PROBLÈME POSÉ 1:
Citez le passage du texte sur le mot « bourgeois » compris entre « Je souligne cela » et « société hongroise comprise. », ces deux bouts inclus.

SOURCE:
Quand nous disons en français, «société bourgeoise», nous pensons plutôt au milieu des commerçants, des industriels, des possédants, c'est-à-dire à une réalité qui se rapproche de l'acception marxiste du mot bourgeois. Or, ainsi que chacun le sait, le concept de la fortune et de la propriété est inséparable en logique marxiste de celui de «l'exploitation».

Il serait quelque peu hypocrite de faire abstraction de cette connotation dès lors qu'en Hongrie, et plus largement en Europe, tous les débats relatifs au développement de la société bourgeoise concernent aussi le problème de l'exploitation et des inégalités. Laissons pour le moment en suspens la question de savoir si la société de la propriété bourgeoise avec son ordre juridique bien réglé est inévitablement une société «d'exploitation». Il s'agit là d'un débat économique et historique qu'il serait impossible de régler en deux phrases.

Remarquons toutefois que le mot «bourgeois» en français n'est pas seulement péjoratif au sens marxiste. Il véhicule aussi un mépris aristocratique et, plus largement, ce mépris qu'une bonne partie des intellectuels (artistes, prêtres, philosophes) considèrent qu'ils ont le devoir d'éprouver à l'égard de la chose matérielle et des bourgeois asservis à cette chose-là. Aux yeux de la bohème, du révolutionnaire, du soldat et du châtelain, le bourgeois (qu'autrefois on appelait aussi «filistre» en hongrois) est un sous-homme non moins ridicule que le bougre.

Je souligne cela non pas par pédanterie linguistique, mais parce que ce mépris est au coeur de notre sujet. Le processus de l'embourgeoisement dépend très largement des jugements de valeur véhiculés par la tradition; ces jugements peuvent affecter le prestige de la fonction bourgeoise d'une façon positive ou négative. L'acception française du mot «bourgeois» a ceci d'intéressant qu'elle anticipe sur l'ambivalence d'une bonne partie des sociétés européennes, société hongroise comprise.

Nos analyses ont jusqu'ici visé le concept du «bourgeois», alors que notre thème est celui de «l'embourgeoisement». Je m'empresse de noter qu'en hongrois, ce mot a une toute autre connotation qu'en allemand, en français ou en

anglais et, pour tout dire, le mot hongrois «polgárosodás» n'a aucun équivalent dans les langues évoquées. En français, le mot «embourgeoisement» (et c'est vrai aussi pour le mot allemand «Verbürgerlichung») désigne quelque chose de négatif, mettons une espèce d'imprégnation par le confort bourgeois, non le développement de la société bourgeoise. Le mot hongrois correspondant est à la foi plus étroit et plus large que celui dont il est dérivé. Plus étroit, parce qu'il ne garde pas tous les sens du mot «polgár». Plus large, parce qu'il évoque des processus au centre desquels nous trouvons certes la bourgeoisie et les activités bourgeoises, mais dont certains n'y sont reliés qu'indirectement, comme par exemple le développement des villes ou le progrès de l'égalité civiques. Il est vrai que ces choses-là sont originellement la conséquence du développement numérique de la bourgeoisie et de l'accroissement de son pouvoir social, mais certaines connaissent par la suite une évolution autonome: il suffit d'évoquer l'urbanisation en régime «socialiste». Pour retrouver le sens hongrois du mot

«embourgeoisement», je parlerai donc par la suite de «civilisation bourgeoise».

[Enregistrements de points annotés]

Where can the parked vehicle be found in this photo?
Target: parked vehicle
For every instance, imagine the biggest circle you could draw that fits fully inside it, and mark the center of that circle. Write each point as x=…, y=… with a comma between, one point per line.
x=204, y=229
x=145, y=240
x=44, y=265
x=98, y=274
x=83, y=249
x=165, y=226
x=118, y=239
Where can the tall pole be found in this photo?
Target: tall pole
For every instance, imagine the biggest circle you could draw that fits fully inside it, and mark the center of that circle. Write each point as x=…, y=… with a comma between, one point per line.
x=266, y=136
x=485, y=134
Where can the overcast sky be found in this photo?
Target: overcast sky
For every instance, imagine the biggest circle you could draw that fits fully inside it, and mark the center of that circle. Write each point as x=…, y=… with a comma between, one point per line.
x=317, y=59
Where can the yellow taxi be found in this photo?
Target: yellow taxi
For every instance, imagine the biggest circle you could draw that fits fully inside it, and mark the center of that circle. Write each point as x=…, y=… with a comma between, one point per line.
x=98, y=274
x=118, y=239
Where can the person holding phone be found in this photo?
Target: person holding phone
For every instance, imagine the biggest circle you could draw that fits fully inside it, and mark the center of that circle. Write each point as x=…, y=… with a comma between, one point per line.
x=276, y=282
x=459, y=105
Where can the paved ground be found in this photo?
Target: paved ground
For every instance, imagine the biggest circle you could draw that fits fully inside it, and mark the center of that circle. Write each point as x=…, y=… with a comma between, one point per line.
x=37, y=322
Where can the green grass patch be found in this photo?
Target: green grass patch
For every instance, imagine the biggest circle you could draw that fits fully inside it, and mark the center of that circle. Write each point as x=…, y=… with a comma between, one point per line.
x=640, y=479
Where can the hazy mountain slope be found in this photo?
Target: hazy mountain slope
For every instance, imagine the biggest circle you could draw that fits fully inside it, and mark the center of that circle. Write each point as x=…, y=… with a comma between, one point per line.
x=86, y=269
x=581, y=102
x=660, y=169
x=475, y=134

PROBLÈME POSÉ 2:
Mettez sous forme de liste numérotée les lignes des enregistrements situées entre celle qui contient « Where can the paved » et celle qui contient « x=640, y=479 », toutes deux incluses, sans les lignes vides et sans rien d'autre.

RÉPONSE RÉDIGÉE 1:
Je souligne cela non pas par pédanterie linguistique, mais parce que ce mépris est au coeur de notre sujet. Le processus de l'embourgeoisement dépend très largement des jugements de valeur véhiculés par la tradition; ces jugements peuvent affecter le prestige de la fonction bourgeoise d'une façon positive ou négative. L'acception française du mot «bourgeois» a ceci d'intéressant qu'elle anticipe sur l'ambivalence d'une bonne partie des sociétés européennes, société hongroise comprise.

RÉPONSE RÉDIGÉE 2:
1. Where can the paved ground be found in this photo?
2. Target: paved ground
3. For every instance, imagine the biggest circle you could draw that fits fully inside it, and mark the center of that circle. Write each point as x=…, y=… with a comma between, one point per line.
4. x=37, y=322
5. Where can the green grass patch be found in this photo?
6. Target: green grass patch
7. For every instance, imagine the biggest circle you could draw that fits fully inside it, and mark the center of that circle. Write each point as x=…, y=… with a comma between, one point per line.
8. x=640, y=479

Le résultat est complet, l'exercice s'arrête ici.